__Required work__:
How many lines in the data below contain the string "beach"? Give only the number.

++++ Task material

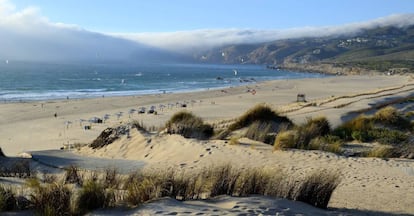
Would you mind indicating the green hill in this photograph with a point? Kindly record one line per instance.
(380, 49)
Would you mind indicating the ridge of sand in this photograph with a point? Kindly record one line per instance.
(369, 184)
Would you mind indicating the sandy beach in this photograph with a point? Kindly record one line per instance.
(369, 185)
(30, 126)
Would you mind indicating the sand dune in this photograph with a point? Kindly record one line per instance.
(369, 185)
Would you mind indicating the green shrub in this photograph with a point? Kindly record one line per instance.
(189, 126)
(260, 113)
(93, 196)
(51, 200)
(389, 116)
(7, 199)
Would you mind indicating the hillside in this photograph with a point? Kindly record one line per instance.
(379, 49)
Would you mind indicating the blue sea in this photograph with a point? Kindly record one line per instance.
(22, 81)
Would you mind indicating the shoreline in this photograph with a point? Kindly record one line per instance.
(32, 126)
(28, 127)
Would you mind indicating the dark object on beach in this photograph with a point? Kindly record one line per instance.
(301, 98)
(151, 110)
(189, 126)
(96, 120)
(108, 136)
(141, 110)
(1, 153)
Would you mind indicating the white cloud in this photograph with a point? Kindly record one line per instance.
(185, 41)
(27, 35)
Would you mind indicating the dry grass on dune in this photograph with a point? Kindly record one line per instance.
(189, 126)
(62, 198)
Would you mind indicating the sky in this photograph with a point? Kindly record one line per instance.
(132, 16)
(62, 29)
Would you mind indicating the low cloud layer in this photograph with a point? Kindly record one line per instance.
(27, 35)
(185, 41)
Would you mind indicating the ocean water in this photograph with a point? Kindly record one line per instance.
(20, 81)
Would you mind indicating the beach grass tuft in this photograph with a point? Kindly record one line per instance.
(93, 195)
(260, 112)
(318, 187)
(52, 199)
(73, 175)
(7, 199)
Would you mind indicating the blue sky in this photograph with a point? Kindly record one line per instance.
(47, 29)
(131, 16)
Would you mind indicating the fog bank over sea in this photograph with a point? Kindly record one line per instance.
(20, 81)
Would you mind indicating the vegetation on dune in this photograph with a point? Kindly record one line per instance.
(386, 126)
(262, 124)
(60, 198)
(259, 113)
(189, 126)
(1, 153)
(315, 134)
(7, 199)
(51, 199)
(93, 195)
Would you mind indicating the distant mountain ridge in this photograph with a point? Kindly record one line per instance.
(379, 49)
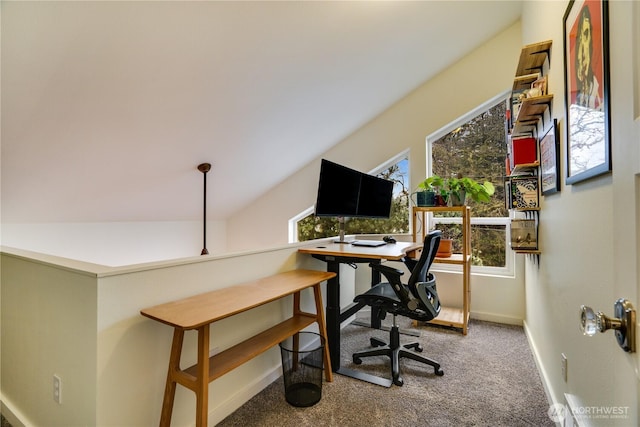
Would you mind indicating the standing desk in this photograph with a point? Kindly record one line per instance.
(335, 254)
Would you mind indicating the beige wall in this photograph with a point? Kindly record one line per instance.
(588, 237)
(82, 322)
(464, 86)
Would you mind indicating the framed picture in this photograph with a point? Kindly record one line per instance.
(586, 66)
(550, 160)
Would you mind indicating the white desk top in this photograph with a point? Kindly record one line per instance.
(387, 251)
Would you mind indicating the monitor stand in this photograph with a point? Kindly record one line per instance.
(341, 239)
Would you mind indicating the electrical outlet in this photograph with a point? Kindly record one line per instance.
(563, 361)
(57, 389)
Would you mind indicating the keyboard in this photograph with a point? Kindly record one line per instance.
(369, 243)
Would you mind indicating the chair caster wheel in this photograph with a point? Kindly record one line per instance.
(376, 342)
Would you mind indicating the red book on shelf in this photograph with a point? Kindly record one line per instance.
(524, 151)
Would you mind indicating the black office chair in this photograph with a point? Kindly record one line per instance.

++++++++
++++ Task material

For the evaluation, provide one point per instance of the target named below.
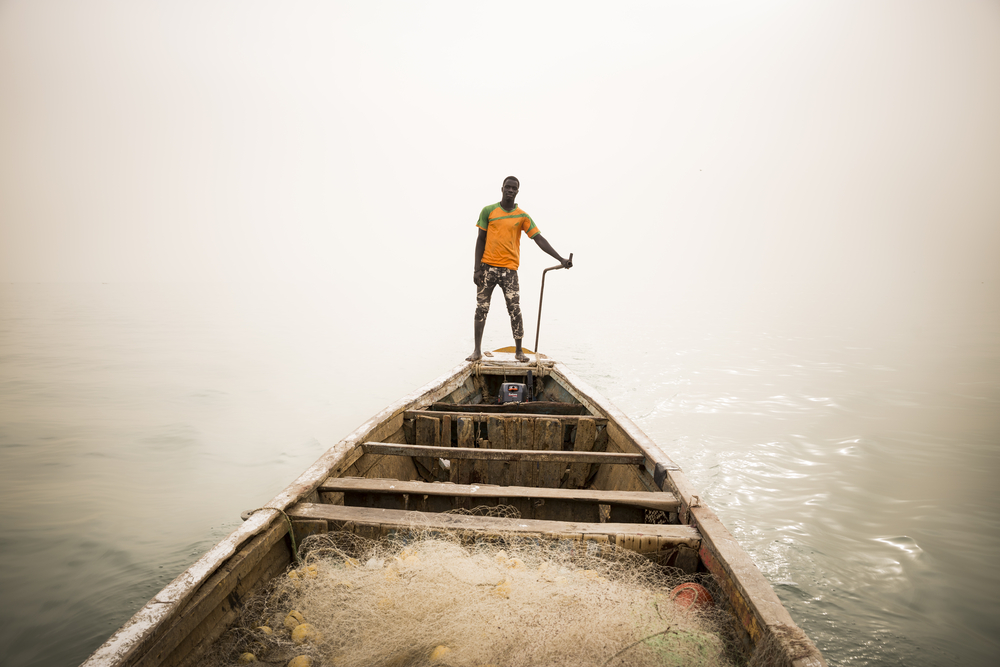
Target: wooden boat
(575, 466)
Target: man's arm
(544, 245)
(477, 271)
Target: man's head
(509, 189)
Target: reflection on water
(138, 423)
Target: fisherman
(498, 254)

++++++++

__The output__:
3